#### [EXERCISE AIM]
Would you print the records below without changing anything?

#### [INPUT DATA]
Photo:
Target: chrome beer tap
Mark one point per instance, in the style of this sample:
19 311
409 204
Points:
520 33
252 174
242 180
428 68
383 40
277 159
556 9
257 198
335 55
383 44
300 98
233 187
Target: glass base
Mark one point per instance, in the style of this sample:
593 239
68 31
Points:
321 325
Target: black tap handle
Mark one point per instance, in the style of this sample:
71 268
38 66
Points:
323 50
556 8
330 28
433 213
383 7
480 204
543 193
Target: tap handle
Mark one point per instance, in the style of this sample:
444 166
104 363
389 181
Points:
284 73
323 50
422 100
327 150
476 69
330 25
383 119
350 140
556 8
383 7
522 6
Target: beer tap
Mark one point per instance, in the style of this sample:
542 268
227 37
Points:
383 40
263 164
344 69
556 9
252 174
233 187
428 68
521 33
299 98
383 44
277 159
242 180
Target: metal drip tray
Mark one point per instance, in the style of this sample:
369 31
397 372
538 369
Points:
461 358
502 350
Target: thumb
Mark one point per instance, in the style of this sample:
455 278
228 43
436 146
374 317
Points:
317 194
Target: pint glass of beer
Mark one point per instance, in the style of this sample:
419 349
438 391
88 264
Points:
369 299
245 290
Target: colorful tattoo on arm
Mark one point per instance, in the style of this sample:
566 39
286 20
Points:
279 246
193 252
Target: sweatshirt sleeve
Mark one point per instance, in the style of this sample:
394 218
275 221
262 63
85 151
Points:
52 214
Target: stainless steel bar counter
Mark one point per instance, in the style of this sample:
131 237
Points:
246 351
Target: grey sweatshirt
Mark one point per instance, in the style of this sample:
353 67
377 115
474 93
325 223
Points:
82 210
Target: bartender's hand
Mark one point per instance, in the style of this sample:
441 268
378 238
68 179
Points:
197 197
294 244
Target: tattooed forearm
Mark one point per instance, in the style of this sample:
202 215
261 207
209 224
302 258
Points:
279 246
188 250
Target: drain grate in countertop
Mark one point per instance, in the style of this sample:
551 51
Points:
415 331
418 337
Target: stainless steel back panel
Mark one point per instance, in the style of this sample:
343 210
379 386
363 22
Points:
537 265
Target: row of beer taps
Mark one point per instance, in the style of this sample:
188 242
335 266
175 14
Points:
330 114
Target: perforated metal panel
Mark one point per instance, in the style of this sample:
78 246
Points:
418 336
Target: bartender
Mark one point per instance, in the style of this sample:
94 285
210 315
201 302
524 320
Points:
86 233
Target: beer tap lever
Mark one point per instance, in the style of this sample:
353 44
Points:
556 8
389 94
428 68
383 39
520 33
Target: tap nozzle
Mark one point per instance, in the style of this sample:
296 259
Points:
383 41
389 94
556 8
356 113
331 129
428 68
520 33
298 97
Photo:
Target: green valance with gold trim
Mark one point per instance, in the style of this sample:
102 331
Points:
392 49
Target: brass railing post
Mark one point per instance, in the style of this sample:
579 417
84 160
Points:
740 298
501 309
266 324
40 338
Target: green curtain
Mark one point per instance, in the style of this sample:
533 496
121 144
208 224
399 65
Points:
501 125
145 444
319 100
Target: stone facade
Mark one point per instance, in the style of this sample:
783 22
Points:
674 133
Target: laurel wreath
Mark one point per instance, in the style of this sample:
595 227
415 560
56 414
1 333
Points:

#### [WRITTEN ANSWER]
Photo:
Target: chrome beer tap
Mark one point per instance, in the style of this sample:
19 311
409 204
Points:
520 33
252 174
242 180
428 68
383 40
277 159
556 9
257 198
335 55
383 44
300 98
233 187
Target: glass base
Mark one point per instance, in the style of this sample:
593 239
68 31
Points:
321 325
Target: black tap handle
Mark one point per instance, in the style of this sample:
71 268
38 66
Points:
323 50
556 8
330 28
433 213
383 7
480 204
543 193
Target: tap handle
Mark one point per instance, in the style of this sample:
444 166
104 363
389 181
Points:
284 73
323 50
422 100
327 150
476 69
330 25
383 119
350 140
556 8
383 7
522 6
Target: beer tap
Mark one point per instance, in the style of this sample:
542 268
227 37
Points:
383 40
263 164
344 69
556 9
252 174
233 187
428 68
521 33
299 98
383 44
277 159
242 180
Target: metal drip tray
Mark one point per instance, in the style of this sample:
369 31
397 372
538 369
Points:
461 358
502 350
Target: thumb
Mark one point per instance, in the style of this sample:
455 278
228 43
436 146
374 317
Points:
317 194
Target: pint glass of beer
Mark one point per instance, in the style of this sample:
419 349
438 391
88 264
Points:
369 299
245 290
Target: colorful tattoo on arm
Mark one point per instance, in the style of this sample:
566 39
286 20
Points:
279 246
193 252
Target: sweatshirt sleeve
Mark one point per instance, in the style of this sample:
394 218
275 221
262 63
85 151
Points:
52 214
Target: stainless steel bar counter
Mark one point per instance, in the style of this sample:
131 237
Points:
246 351
Target: grey sweatshirt
Mark one point per instance, in the style of this sample:
353 67
377 115
474 93
325 223
Points:
82 210
Target: bartender's hand
Mark one point per instance, in the style of this sample:
441 268
378 238
68 179
Points:
197 197
294 244
Target: tattooed forearm
Mark one point per instance, in the style of this sample:
202 215
261 207
209 224
302 258
Points:
279 246
188 250
Target: drain grate in countertop
Mark one point per instance, in the style of this sample:
551 51
Points:
415 331
418 337
Target: stainless steel back panel
Mark one point per instance, in the style of this sample:
343 210
379 386
363 22
Points:
537 265
Target: row of beer taps
Mark one point per instance, in the style of this sample:
188 242
335 266
175 14
Points:
330 114
Target: perforated metal panel
Mark one point per instance, in the style of this sample:
78 246
Points:
418 336
Target: bartender
Mark one point per instance, in the style of this sample:
94 285
210 315
201 302
524 320
Points:
86 233
Target: beer tap lever
Mark one point per instance, in the style of this sample:
353 44
Points:
556 8
389 94
428 68
383 39
520 33
Target: tap nozzle
Mark one point per instance, in the style of this sample:
296 259
Points:
383 41
389 94
556 8
356 113
331 129
428 68
520 33
298 97
Photo:
Target: green valance with gold trim
Mark one point per instance, in the style of this sample:
102 331
Points:
392 49
Target: brass railing post
Mark one point per instance, in the style of this sample:
579 417
84 160
Points:
740 298
501 309
266 324
40 338
Target: green curtain
Mark one point per instance, in the style of this sample:
533 496
121 144
208 224
399 65
Points:
501 125
145 444
319 100
Target: stone facade
Mark one point per instance, in the style of this sample:
783 22
Points:
674 133
Target: laurel wreath
Mark one point per instance, in the style of this sample:
595 227
415 560
56 414
1 333
Points:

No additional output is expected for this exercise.